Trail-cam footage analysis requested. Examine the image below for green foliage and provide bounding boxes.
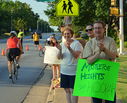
[45,0,127,40]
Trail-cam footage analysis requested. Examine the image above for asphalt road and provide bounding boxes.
[0,37,47,103]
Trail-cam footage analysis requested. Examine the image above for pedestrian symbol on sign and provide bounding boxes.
[56,0,79,16]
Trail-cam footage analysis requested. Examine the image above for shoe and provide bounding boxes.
[9,74,12,79]
[16,64,20,69]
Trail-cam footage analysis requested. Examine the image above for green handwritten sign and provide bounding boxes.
[73,59,120,101]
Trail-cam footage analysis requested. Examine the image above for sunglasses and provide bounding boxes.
[86,28,93,32]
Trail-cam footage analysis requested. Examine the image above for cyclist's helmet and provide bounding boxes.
[10,31,17,37]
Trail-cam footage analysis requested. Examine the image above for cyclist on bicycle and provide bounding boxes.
[6,31,22,79]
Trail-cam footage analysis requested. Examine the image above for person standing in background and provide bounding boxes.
[57,28,83,103]
[17,29,24,52]
[86,25,95,39]
[33,32,39,50]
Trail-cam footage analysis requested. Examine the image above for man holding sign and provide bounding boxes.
[77,21,117,103]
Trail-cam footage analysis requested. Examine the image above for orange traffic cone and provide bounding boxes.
[26,45,29,51]
[1,48,5,56]
[38,45,42,50]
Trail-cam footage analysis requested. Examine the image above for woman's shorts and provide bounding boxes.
[34,41,39,45]
[6,48,21,61]
[60,74,75,89]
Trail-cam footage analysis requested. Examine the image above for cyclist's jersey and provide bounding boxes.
[7,37,20,49]
[33,34,39,41]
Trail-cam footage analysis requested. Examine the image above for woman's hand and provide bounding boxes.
[98,42,106,51]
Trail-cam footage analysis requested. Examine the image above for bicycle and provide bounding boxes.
[39,48,44,57]
[11,55,18,84]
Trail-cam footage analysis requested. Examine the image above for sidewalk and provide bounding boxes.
[22,65,122,103]
[46,88,122,103]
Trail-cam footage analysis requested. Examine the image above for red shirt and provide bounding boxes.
[7,37,19,49]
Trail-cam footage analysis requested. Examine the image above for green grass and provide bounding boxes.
[117,55,127,103]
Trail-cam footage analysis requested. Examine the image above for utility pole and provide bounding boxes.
[37,20,39,31]
[119,0,124,55]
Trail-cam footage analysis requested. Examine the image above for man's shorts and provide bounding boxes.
[60,74,75,89]
[34,41,39,45]
[6,48,21,61]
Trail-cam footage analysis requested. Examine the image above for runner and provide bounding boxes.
[6,31,22,79]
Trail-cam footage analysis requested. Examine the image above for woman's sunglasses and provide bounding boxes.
[86,28,93,32]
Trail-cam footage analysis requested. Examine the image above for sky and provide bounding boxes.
[13,0,57,30]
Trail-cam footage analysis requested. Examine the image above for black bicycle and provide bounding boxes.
[11,56,18,84]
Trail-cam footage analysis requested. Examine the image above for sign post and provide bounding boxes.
[56,0,79,16]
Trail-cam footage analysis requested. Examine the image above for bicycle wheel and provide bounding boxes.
[39,50,44,57]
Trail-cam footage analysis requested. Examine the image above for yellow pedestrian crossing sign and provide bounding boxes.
[56,0,79,16]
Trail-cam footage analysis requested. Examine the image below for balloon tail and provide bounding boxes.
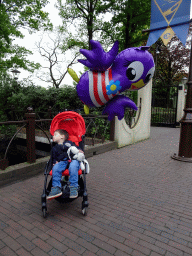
[67,68,79,83]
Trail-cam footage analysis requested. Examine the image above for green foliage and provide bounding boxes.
[0,0,52,73]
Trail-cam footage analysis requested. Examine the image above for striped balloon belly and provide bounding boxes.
[88,68,115,107]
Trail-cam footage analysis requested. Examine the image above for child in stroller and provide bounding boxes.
[41,111,89,217]
[47,129,84,200]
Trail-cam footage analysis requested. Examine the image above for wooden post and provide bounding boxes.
[25,107,36,163]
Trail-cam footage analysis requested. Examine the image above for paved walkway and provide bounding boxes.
[0,127,192,256]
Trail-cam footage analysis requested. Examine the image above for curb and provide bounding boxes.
[0,141,117,187]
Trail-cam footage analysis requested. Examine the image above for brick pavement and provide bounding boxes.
[0,127,192,256]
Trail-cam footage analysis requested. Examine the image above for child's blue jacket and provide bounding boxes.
[52,140,81,164]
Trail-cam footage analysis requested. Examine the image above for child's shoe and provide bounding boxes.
[69,186,78,198]
[47,187,62,200]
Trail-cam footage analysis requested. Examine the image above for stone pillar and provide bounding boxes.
[176,84,185,122]
[115,80,152,147]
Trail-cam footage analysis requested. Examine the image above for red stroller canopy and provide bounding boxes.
[50,111,86,146]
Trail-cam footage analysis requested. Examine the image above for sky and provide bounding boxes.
[14,0,83,87]
[14,0,192,87]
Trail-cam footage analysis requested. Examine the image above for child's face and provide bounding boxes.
[53,131,65,143]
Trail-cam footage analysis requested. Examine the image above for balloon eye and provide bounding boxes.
[126,68,136,80]
[145,67,155,84]
[126,61,144,82]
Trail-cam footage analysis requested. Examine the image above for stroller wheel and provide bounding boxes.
[43,208,47,218]
[82,207,88,216]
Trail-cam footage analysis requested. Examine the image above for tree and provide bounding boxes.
[0,0,52,72]
[37,33,80,88]
[150,29,191,86]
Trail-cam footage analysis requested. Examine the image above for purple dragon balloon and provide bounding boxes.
[77,40,155,121]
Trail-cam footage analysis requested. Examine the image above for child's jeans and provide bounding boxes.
[52,160,80,188]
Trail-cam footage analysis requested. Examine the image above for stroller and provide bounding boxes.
[41,111,89,218]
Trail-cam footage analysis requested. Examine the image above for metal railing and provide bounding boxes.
[0,108,114,170]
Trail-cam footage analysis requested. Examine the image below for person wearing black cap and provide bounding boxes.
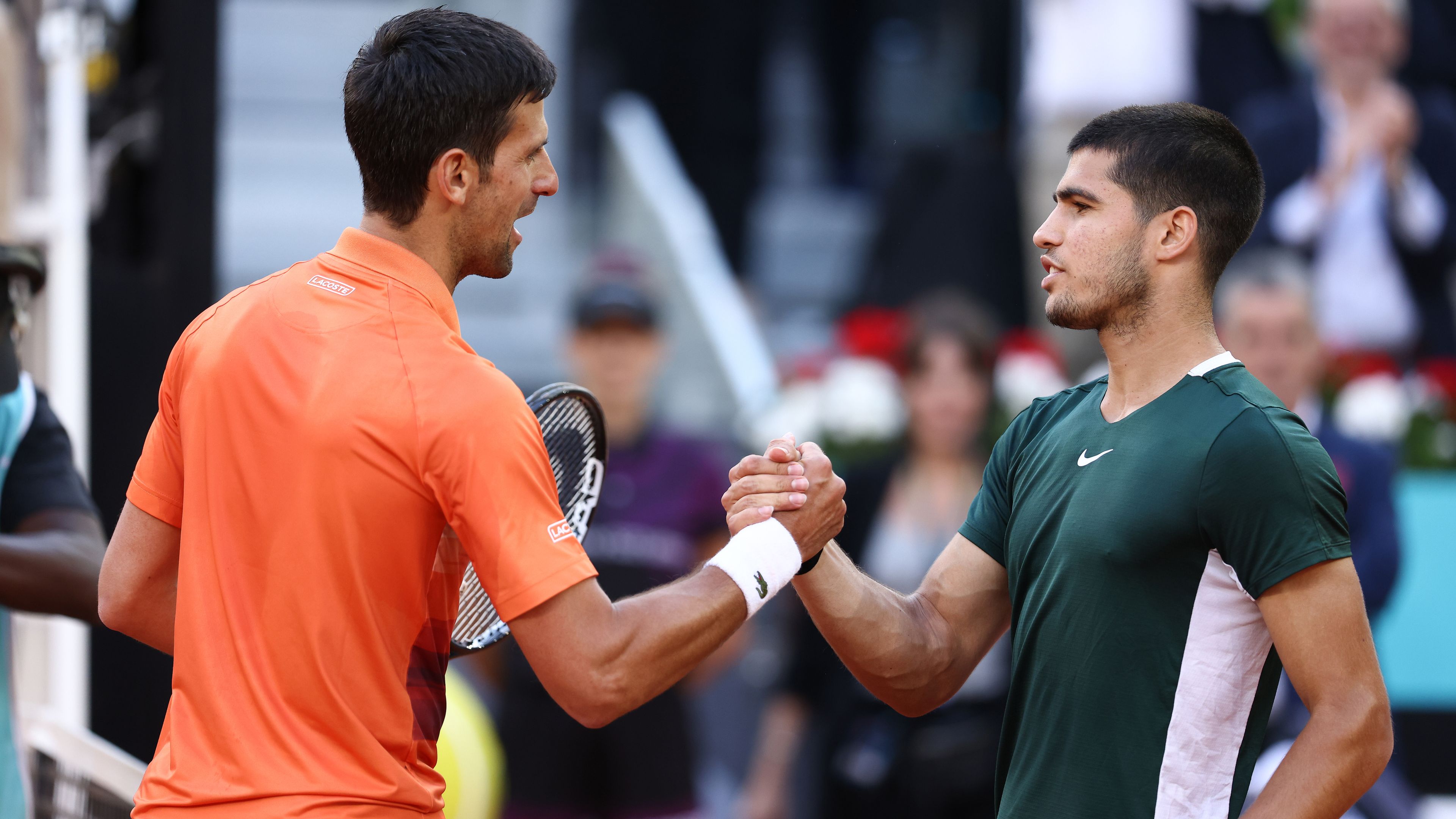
[0,245,106,819]
[499,280,741,819]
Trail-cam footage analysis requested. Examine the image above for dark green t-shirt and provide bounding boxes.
[961,353,1350,819]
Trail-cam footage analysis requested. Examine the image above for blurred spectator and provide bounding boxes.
[1236,0,1456,356]
[744,297,1007,819]
[1219,258,1401,609]
[1019,0,1194,373]
[1194,0,1290,116]
[499,274,741,817]
[0,3,25,240]
[0,245,105,819]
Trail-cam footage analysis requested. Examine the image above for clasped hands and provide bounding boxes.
[722,434,844,560]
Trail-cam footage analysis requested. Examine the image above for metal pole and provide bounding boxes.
[36,3,90,727]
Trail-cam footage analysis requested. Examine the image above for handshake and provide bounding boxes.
[722,434,844,560]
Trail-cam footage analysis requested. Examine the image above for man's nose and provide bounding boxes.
[532,150,560,197]
[1031,210,1061,251]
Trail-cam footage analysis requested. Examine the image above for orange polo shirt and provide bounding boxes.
[127,229,596,817]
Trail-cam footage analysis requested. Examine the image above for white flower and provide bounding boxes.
[820,358,905,442]
[1335,373,1412,443]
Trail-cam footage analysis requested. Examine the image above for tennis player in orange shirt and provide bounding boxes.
[100,9,843,817]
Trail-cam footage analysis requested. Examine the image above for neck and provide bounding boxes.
[1098,293,1223,421]
[359,211,463,296]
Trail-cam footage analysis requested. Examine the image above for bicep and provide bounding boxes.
[1258,558,1385,710]
[916,533,1010,664]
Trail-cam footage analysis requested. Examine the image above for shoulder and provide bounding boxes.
[1198,364,1329,465]
[1412,88,1456,131]
[646,427,734,481]
[177,262,292,345]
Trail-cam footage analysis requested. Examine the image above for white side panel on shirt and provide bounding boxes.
[1153,551,1274,819]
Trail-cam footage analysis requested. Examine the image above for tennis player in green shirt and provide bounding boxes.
[723,104,1392,819]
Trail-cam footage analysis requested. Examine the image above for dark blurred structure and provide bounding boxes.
[1194,6,1291,116]
[572,0,767,271]
[90,0,218,759]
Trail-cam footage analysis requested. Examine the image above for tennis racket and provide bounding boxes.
[450,382,607,657]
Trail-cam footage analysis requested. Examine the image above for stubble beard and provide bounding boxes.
[451,207,515,281]
[1047,237,1150,335]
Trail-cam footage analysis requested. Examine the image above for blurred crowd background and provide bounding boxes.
[0,0,1456,819]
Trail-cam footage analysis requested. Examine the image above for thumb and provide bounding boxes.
[763,433,799,463]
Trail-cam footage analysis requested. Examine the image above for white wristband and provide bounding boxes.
[708,517,802,617]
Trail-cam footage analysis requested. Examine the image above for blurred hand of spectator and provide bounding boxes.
[1316,79,1420,196]
[1236,0,1456,357]
[1219,265,1401,617]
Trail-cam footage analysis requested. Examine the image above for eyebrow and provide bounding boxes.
[1051,188,1102,204]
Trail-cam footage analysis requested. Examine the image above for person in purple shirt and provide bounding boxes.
[499,278,734,819]
[1216,260,1415,819]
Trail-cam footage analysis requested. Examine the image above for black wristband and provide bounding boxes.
[794,549,824,577]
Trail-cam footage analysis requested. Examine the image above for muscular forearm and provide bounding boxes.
[794,544,980,715]
[0,527,105,624]
[1243,691,1392,819]
[102,580,177,654]
[511,567,748,727]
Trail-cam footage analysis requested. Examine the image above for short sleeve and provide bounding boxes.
[425,370,597,622]
[1198,406,1350,598]
[0,391,96,532]
[127,334,187,529]
[960,410,1028,565]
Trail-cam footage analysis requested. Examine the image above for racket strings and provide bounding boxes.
[450,394,606,651]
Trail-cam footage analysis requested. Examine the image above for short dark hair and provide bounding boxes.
[344,7,556,224]
[1067,102,1264,293]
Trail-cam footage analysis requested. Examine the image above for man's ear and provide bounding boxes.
[1153,206,1198,262]
[430,147,480,206]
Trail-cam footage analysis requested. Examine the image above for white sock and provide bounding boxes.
[708,517,802,617]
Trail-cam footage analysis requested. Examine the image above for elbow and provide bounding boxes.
[881,688,954,717]
[96,579,135,635]
[556,673,641,729]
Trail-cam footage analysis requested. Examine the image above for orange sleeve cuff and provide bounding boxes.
[127,475,182,529]
[492,552,597,622]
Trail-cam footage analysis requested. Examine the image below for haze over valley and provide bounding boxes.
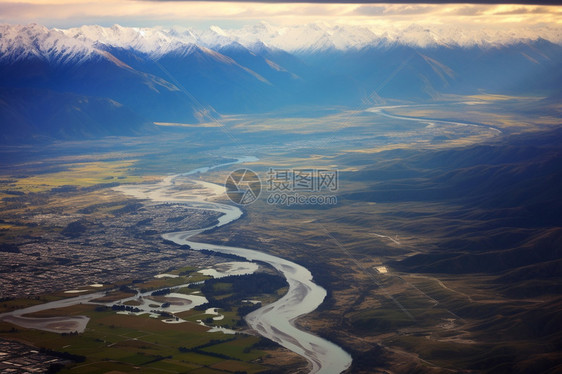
________
→ **WORK TO COMPLETE**: Rescale the lines from the one with "balloon and provide bounding boxes." through the one with "[41,111,89,218]", writing out only those lines again, requests included. Multiply every bounding box coordinate in the answers by 2.15 and round each to a whole number, with halves going up.

→ **EXERCISE SOLUTION**:
Trail-cam footage analysis requested. Examine the image above for purple dragon balloon and provide bounding boxes.
[166,86,333,260]
Trail-cam footage analysis requested. Examine the image above for child's jeans and provide bounding boxes.
[112,344,172,404]
Trail-cam footage analysis requested. Examine the image above for stroller and provide bounding boxes.
[88,239,191,469]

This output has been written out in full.